What this task involves
Reproduce the records below verbatim, beginning at the start of the records and stopping after the line that contains "xmin=189 ymin=46 xmax=240 ymax=90", with both ends included. Omit the pictures from your reproduction.
# # # # # # #
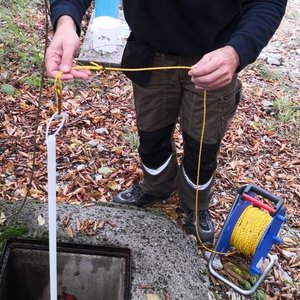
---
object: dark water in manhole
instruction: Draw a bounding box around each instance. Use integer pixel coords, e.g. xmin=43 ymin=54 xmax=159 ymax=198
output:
xmin=0 ymin=240 xmax=131 ymax=300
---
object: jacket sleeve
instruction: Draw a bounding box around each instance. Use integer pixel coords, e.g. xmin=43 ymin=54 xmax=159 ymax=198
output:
xmin=50 ymin=0 xmax=92 ymax=35
xmin=227 ymin=0 xmax=287 ymax=71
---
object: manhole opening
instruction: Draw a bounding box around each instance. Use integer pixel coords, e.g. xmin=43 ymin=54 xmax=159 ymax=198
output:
xmin=0 ymin=239 xmax=131 ymax=300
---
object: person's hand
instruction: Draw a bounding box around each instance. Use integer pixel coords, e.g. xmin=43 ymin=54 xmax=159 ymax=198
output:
xmin=46 ymin=16 xmax=91 ymax=80
xmin=189 ymin=46 xmax=240 ymax=90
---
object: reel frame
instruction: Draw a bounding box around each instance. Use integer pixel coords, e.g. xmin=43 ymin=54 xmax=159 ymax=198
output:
xmin=208 ymin=184 xmax=286 ymax=296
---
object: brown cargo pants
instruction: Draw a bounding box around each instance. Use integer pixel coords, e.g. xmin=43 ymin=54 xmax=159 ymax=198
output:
xmin=133 ymin=53 xmax=241 ymax=209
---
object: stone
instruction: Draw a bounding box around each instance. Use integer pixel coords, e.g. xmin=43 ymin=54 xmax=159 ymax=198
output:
xmin=1 ymin=201 xmax=209 ymax=300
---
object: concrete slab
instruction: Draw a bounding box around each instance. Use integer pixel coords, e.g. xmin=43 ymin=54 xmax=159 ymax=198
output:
xmin=1 ymin=201 xmax=209 ymax=300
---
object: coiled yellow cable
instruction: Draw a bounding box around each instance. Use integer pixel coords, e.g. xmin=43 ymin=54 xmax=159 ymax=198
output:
xmin=230 ymin=205 xmax=272 ymax=256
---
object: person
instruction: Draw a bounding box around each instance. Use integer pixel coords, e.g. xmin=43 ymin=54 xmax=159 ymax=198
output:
xmin=46 ymin=0 xmax=287 ymax=243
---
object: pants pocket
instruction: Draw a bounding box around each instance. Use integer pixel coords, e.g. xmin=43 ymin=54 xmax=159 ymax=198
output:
xmin=218 ymin=79 xmax=242 ymax=140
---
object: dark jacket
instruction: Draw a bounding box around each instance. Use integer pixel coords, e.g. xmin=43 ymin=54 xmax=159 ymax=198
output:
xmin=50 ymin=0 xmax=287 ymax=70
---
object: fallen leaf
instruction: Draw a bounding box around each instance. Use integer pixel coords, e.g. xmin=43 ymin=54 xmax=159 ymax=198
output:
xmin=146 ymin=294 xmax=162 ymax=300
xmin=38 ymin=215 xmax=46 ymax=226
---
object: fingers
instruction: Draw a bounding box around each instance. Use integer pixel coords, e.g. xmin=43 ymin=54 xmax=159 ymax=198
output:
xmin=189 ymin=46 xmax=239 ymax=90
xmin=46 ymin=20 xmax=92 ymax=80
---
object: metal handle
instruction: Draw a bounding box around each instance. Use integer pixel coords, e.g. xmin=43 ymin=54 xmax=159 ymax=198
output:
xmin=208 ymin=253 xmax=275 ymax=296
xmin=242 ymin=184 xmax=283 ymax=215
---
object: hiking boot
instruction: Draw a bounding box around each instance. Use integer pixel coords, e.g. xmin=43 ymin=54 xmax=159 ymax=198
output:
xmin=185 ymin=209 xmax=215 ymax=245
xmin=112 ymin=184 xmax=169 ymax=207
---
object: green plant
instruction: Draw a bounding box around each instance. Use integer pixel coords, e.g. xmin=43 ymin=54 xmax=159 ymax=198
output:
xmin=273 ymin=97 xmax=300 ymax=125
xmin=26 ymin=73 xmax=41 ymax=87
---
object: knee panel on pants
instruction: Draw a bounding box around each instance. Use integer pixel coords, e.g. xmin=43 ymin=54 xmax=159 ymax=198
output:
xmin=183 ymin=132 xmax=220 ymax=184
xmin=139 ymin=124 xmax=174 ymax=169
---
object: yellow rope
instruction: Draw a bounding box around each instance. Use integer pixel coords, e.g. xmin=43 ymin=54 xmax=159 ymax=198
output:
xmin=54 ymin=62 xmax=272 ymax=255
xmin=230 ymin=205 xmax=272 ymax=256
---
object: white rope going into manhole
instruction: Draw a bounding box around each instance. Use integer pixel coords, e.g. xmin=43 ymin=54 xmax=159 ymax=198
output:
xmin=46 ymin=113 xmax=67 ymax=300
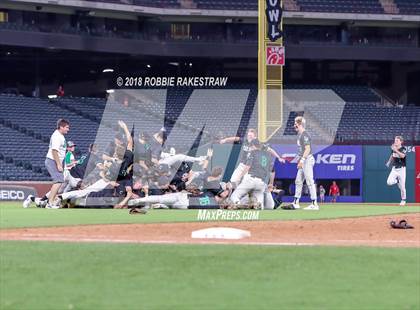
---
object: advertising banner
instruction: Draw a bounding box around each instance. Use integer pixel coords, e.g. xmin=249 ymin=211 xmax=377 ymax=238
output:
xmin=271 ymin=144 xmax=363 ymax=179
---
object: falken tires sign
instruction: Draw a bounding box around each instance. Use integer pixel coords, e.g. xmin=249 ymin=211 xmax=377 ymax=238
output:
xmin=0 ymin=184 xmax=36 ymax=201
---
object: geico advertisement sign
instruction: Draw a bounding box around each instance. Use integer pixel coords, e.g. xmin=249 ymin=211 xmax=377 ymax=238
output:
xmin=0 ymin=185 xmax=36 ymax=200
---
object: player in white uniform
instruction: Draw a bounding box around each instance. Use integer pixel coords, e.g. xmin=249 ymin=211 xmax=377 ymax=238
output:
xmin=386 ymin=136 xmax=407 ymax=206
xmin=293 ymin=116 xmax=319 ymax=210
xmin=45 ymin=119 xmax=70 ymax=209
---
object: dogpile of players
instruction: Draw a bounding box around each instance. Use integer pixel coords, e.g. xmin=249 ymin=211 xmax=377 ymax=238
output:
xmin=23 ymin=119 xmax=284 ymax=213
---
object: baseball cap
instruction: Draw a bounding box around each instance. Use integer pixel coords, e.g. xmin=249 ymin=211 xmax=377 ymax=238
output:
xmin=67 ymin=141 xmax=76 ymax=147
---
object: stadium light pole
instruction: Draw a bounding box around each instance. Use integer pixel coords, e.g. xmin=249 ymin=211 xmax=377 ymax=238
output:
xmin=258 ymin=0 xmax=285 ymax=142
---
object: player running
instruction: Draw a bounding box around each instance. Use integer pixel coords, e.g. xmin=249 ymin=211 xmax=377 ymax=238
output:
xmin=219 ymin=128 xmax=285 ymax=187
xmin=293 ymin=116 xmax=319 ymax=210
xmin=386 ymin=136 xmax=407 ymax=206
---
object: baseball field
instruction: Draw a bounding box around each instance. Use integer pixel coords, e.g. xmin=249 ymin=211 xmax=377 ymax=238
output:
xmin=0 ymin=203 xmax=420 ymax=309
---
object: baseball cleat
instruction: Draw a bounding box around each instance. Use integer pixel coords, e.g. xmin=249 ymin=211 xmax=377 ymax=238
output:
xmin=22 ymin=195 xmax=34 ymax=209
xmin=303 ymin=203 xmax=319 ymax=210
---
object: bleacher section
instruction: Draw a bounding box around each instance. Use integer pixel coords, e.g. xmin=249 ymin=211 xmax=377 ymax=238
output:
xmin=65 ymin=0 xmax=420 ymax=15
xmin=297 ymin=0 xmax=385 ymax=14
xmin=0 ymin=85 xmax=420 ymax=180
xmin=394 ymin=0 xmax=420 ymax=14
xmin=194 ymin=0 xmax=258 ymax=10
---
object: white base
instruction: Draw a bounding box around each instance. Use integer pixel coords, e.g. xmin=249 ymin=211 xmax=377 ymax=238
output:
xmin=191 ymin=227 xmax=251 ymax=239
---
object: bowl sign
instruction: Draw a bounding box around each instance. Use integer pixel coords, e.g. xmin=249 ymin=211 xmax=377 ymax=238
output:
xmin=266 ymin=46 xmax=285 ymax=66
xmin=265 ymin=0 xmax=283 ymax=42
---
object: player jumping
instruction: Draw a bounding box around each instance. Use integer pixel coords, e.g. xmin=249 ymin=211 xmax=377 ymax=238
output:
xmin=386 ymin=136 xmax=407 ymax=206
xmin=293 ymin=116 xmax=319 ymax=210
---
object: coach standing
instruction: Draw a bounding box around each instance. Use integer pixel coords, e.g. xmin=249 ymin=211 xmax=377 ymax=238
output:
xmin=45 ymin=119 xmax=70 ymax=209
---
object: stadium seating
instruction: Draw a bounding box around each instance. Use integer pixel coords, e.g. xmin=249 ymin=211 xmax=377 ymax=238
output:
xmin=297 ymin=0 xmax=384 ymax=14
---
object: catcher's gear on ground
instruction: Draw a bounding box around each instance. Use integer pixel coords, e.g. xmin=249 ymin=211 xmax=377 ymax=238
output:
xmin=128 ymin=208 xmax=147 ymax=214
xmin=389 ymin=220 xmax=414 ymax=229
xmin=281 ymin=204 xmax=296 ymax=210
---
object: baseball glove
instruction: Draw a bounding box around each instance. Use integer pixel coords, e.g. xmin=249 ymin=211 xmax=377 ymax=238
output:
xmin=389 ymin=220 xmax=414 ymax=229
xmin=128 ymin=208 xmax=147 ymax=214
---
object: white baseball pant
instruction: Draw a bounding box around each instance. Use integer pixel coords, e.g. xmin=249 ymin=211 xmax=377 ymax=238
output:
xmin=128 ymin=193 xmax=189 ymax=209
xmin=295 ymin=155 xmax=316 ymax=200
xmin=159 ymin=153 xmax=204 ymax=167
xmin=230 ymin=174 xmax=267 ymax=208
xmin=230 ymin=163 xmax=246 ymax=186
xmin=386 ymin=167 xmax=407 ymax=200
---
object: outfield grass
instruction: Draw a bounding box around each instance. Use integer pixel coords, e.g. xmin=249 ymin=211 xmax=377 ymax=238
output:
xmin=0 ymin=241 xmax=420 ymax=309
xmin=0 ymin=202 xmax=420 ymax=228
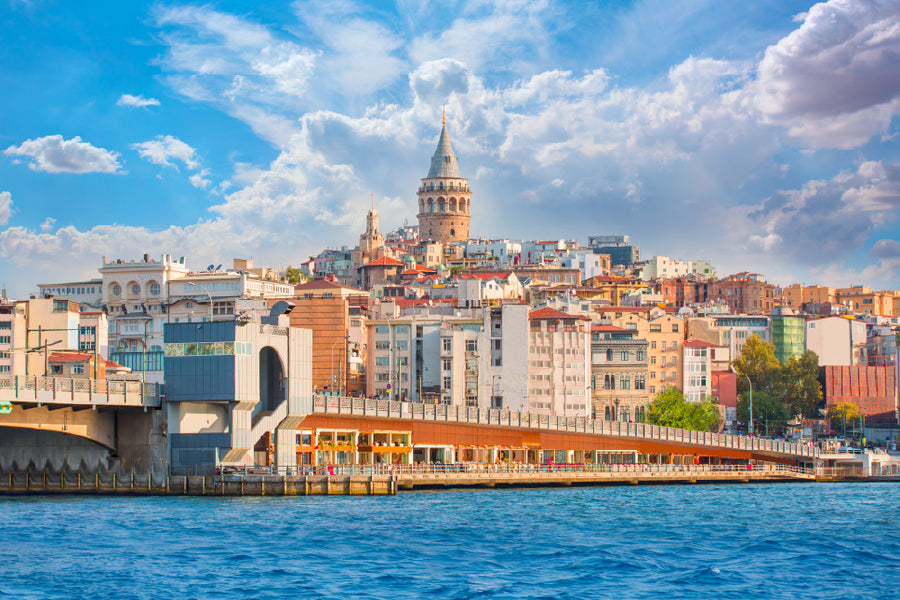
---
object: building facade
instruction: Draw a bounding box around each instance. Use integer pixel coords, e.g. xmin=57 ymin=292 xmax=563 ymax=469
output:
xmin=591 ymin=325 xmax=650 ymax=421
xmin=417 ymin=119 xmax=472 ymax=243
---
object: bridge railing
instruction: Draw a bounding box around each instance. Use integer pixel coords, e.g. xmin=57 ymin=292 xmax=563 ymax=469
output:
xmin=312 ymin=395 xmax=818 ymax=458
xmin=211 ymin=463 xmax=816 ymax=478
xmin=0 ymin=375 xmax=160 ymax=406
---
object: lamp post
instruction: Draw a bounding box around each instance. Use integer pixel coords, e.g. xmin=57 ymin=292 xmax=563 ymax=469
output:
xmin=731 ymin=370 xmax=753 ymax=437
xmin=331 ymin=334 xmax=350 ymax=397
xmin=185 ymin=281 xmax=212 ymax=323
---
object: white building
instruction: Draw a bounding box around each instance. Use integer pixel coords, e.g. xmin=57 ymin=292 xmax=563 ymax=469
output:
xmin=367 ymin=303 xmax=528 ymax=410
xmin=528 ymin=307 xmax=592 ymax=418
xmin=640 ymin=256 xmax=716 ymax=281
xmin=806 ymin=317 xmax=867 ymax=366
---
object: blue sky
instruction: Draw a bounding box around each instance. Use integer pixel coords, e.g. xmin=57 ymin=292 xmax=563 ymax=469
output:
xmin=0 ymin=0 xmax=900 ymax=296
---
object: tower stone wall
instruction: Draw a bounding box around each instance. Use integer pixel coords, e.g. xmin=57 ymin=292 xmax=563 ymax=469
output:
xmin=417 ymin=119 xmax=472 ymax=243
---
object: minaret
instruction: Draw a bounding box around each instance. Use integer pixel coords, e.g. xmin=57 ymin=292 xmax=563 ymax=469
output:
xmin=359 ymin=195 xmax=384 ymax=260
xmin=417 ymin=109 xmax=472 ymax=244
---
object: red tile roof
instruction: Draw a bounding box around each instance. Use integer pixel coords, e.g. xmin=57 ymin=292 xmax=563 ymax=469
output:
xmin=591 ymin=325 xmax=636 ymax=333
xmin=684 ymin=340 xmax=724 ymax=348
xmin=48 ymin=351 xmax=94 ymax=362
xmin=363 ymin=256 xmax=403 ymax=267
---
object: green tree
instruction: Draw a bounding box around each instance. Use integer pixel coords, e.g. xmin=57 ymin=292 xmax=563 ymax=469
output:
xmin=645 ymin=388 xmax=719 ymax=431
xmin=778 ymin=350 xmax=822 ymax=417
xmin=731 ymin=334 xmax=781 ymax=396
xmin=737 ymin=388 xmax=791 ymax=435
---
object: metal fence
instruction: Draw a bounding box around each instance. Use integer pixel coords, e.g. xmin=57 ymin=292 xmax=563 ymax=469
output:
xmin=211 ymin=463 xmax=815 ymax=478
xmin=0 ymin=375 xmax=160 ymax=404
xmin=313 ymin=396 xmax=818 ymax=458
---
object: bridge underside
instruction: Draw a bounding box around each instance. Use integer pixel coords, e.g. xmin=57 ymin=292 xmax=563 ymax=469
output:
xmin=0 ymin=403 xmax=166 ymax=474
# # # # # # #
Expected answer
---
object: dark water in manhole
instruction: Draw a bounding box around each instance. Use integer pixel coords, e.g. xmin=43 ymin=54 xmax=159 ymax=198
output:
xmin=0 ymin=240 xmax=131 ymax=300
---
object: jacket sleeve
instruction: Draw a bounding box around each instance. Use integer pixel coords, e.g. xmin=43 ymin=54 xmax=159 ymax=198
output:
xmin=50 ymin=0 xmax=92 ymax=35
xmin=227 ymin=0 xmax=287 ymax=71
---
object: manhole opening
instruction: Draw a bounding box around each instance. Use integer pixel coords, e.g. xmin=43 ymin=54 xmax=159 ymax=198
output:
xmin=0 ymin=239 xmax=131 ymax=300
---
object: person's hand
instruction: Draw a bounding box around each instance. Use integer pixel coords, e.g. xmin=43 ymin=54 xmax=159 ymax=198
output:
xmin=46 ymin=16 xmax=91 ymax=80
xmin=189 ymin=46 xmax=240 ymax=90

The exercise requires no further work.